### Given passage
'''

From the 20th until the 28th of April 2018, Frames of Representation returns to the ICA for its third edition. Dedicated to new forms of documentary cinema, the festival showcases films that approach complex material contexts. Having explored the concept of “Working” in 2017 and “New Periphery” in 2016, this year’s edition is centered on “Landscape”. Filmmakers, thinkers and activists are brought under one roof to attest of today’s ecological climate and raise questions around pivotal themes including political borders, sustainability and socially equitable communities. The 9-day programme profiles 12 full-length features, 6 shorts and 9 supporting activities that take the form of workshops, seminars, lectures and a night with Radio Atlas.

 

While the films trace rapidly changing environments and imagine new geographies of conduct and aesthethics, the activities respond to the films in order to provoke reflection on the ethical and political implications of representation. What lives outside the frame? How do you develop a relationship of trust with your subjects? How to stay truthful and inclusive while bringing your message across? What cinematic language can I use?

'''

### Entries supplied
'''

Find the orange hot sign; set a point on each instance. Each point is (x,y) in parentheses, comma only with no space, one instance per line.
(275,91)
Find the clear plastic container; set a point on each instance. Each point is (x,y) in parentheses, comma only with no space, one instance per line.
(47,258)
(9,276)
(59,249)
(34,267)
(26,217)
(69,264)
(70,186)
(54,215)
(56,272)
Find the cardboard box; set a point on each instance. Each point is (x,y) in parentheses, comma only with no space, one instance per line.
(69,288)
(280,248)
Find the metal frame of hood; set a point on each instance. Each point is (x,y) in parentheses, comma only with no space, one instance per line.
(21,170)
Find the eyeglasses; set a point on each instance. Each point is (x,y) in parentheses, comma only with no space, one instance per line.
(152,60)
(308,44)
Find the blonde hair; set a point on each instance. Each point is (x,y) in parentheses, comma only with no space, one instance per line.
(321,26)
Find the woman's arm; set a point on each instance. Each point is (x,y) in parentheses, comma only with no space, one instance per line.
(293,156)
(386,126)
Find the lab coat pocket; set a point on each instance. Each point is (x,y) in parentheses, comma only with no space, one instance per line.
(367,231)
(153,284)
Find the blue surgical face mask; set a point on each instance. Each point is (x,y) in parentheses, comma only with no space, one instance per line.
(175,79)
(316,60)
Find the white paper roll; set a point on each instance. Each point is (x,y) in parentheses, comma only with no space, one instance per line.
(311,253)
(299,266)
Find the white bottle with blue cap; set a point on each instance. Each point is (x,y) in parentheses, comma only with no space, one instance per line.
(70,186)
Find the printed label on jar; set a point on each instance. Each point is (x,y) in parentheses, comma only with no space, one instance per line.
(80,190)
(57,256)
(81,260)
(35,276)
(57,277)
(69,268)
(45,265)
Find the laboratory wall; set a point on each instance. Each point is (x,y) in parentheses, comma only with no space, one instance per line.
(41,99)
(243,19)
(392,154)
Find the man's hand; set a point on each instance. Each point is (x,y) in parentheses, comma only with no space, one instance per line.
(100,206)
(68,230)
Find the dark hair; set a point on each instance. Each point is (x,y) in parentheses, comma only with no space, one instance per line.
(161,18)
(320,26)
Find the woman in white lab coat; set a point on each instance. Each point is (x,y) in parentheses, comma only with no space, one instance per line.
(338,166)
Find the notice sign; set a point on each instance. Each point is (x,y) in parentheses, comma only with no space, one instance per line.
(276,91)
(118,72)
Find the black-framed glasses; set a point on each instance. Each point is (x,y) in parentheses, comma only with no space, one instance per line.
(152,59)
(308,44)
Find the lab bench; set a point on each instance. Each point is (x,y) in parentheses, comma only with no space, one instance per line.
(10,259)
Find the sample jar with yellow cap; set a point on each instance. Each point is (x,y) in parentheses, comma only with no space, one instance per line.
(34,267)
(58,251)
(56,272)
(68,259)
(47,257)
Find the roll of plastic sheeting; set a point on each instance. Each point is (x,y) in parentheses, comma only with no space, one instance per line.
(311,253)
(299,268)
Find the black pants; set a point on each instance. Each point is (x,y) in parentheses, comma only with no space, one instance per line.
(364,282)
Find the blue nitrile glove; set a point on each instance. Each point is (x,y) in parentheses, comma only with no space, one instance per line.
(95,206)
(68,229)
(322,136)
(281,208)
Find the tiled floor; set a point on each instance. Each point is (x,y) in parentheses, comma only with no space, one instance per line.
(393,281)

'''

### What the exercise asks
Continue the passage about the Frames of Representation festival at the ICA, picking up right after its final sentence.

### Answer to this task
Groundbreaking talents such as Khalik Allah (American photographer and filmmaker), Boris Mitic (Serbian filmmaker), Xu Bing (Chinese artist) and Salomé Lamas (Portuguese artist and filmmaker) have been invited to discuss their idiosyncratic methods and the current state of documentary cinema. An event of its own kind in the United Kingdom, FoR18 holds many discoveries and SC further selects some of this year’s highlights.

 

BLACK MOTHER || Khalik Allah

Lyrical and haunting, Black Mother is a film-poem to Jamaica, conjuring up the island in a polyphony of voices, textures and tales. Moving between the voices of different characters, from the prayers of priests to the testimonies of sex workers, the film captures the plurality of its overlapping worlds. Probing the line between imagination and history, it imagines the island landscape as a creative force, a space not only shaped by its complex past but also continuously evolving through new webs of relation.

APRIL 20TH, 8.30PM

 

BRAGUINO || Clément Cogitore

Deep in the Siberian taiga, two feuding families live on opposite banks of a river. Part of an ancient sect of the Russian Orthodox Church, the villagers reject the authority of the state and live by their own rules and principles. There are no roads leading here; the village can be reached only by helicopter. Stretching as far as the eye can see, the immense forest is both a resource and a threat: wild animals come close to villagers’ homes; every year, climate change intensifies the threat of fire. Against this backdrop, this evocative film traces the tensions and possibilities of building a community in a remote and rapidly changing environment.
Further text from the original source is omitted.